Directions for this task: Only the lines that contain the string "photo" belong in the answer; pull them from the records.

Image point grounding data
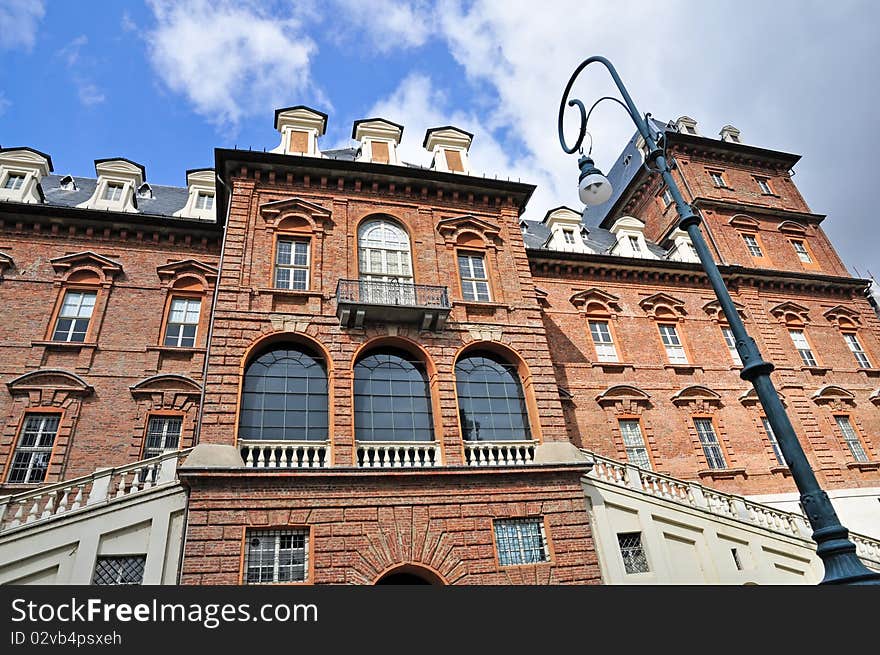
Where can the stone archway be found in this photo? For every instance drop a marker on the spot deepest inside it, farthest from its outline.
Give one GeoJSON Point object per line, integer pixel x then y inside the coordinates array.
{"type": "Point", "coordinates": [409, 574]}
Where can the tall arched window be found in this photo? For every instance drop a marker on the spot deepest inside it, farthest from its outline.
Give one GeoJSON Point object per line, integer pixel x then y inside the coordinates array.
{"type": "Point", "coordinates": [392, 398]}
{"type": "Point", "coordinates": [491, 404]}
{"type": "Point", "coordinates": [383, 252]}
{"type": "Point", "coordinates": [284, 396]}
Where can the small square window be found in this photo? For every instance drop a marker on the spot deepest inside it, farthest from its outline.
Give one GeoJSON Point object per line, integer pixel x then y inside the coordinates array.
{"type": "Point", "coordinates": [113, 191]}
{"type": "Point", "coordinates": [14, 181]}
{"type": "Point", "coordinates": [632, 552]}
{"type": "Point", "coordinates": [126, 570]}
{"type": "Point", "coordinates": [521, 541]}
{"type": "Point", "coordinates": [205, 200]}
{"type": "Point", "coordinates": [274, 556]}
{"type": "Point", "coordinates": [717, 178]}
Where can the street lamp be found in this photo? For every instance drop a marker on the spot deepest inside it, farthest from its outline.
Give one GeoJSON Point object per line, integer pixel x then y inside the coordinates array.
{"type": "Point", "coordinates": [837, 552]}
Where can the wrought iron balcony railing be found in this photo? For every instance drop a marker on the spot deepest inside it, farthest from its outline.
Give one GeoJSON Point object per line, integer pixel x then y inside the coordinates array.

Written solution:
Where can the stone archway be found in this photo? For every instance drop a marker on the spot deepest inside it, farthest from its outline.
Where can the tall arched window be found in this photo? For every instance drop a marker on the spot deepest inside it, farthest from its outline.
Where can the small square window be found in this photo? For every instance drop a marker on the spot deepest inside it, farthest from its outline.
Where can the street lamp be found in this photo? For every instance drop a marker on the spot deepest inside it, farthest from its outline.
Where can the wrought iron balcony railing be found in this photo? For every instance drop a marker on the spot deepest inside it, farthest from its outline.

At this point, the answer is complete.